Problem description -
The entries are to be duplicated exactly, with nothing left out.

(Saved entries)
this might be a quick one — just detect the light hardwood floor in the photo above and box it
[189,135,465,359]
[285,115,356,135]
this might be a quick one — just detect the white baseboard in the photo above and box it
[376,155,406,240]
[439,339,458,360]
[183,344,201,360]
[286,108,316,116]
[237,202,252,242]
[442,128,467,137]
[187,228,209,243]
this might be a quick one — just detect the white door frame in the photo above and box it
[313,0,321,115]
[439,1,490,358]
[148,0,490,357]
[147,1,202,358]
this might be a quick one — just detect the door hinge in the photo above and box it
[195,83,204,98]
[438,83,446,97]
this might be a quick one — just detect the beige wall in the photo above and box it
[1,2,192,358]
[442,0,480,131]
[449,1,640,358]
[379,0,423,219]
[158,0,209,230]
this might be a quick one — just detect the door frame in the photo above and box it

Answer for this exercise -
this might be a quick one — just detect the light hardwood floor in the photo above and box it
[189,135,465,359]
[285,115,356,135]
this might be a quick one — just detect the white baseboard in the photo above and box it
[376,155,406,240]
[439,339,458,360]
[183,344,201,360]
[286,108,316,116]
[237,202,252,242]
[442,128,467,137]
[187,228,209,243]
this might be a quick one — just detect the white door frame in the photo above and box it
[313,0,321,115]
[439,1,490,358]
[148,0,490,357]
[147,1,202,358]
this might be a quick one — just detect the door hinge in the photo above and box it
[195,83,204,98]
[438,83,446,97]
this might be a quick one — just detect the beige wall in the photo above and box it
[1,2,192,358]
[442,0,480,131]
[449,1,640,358]
[379,0,423,219]
[158,0,209,230]
this might be a quick one — just detect the door frame in the photo above and box it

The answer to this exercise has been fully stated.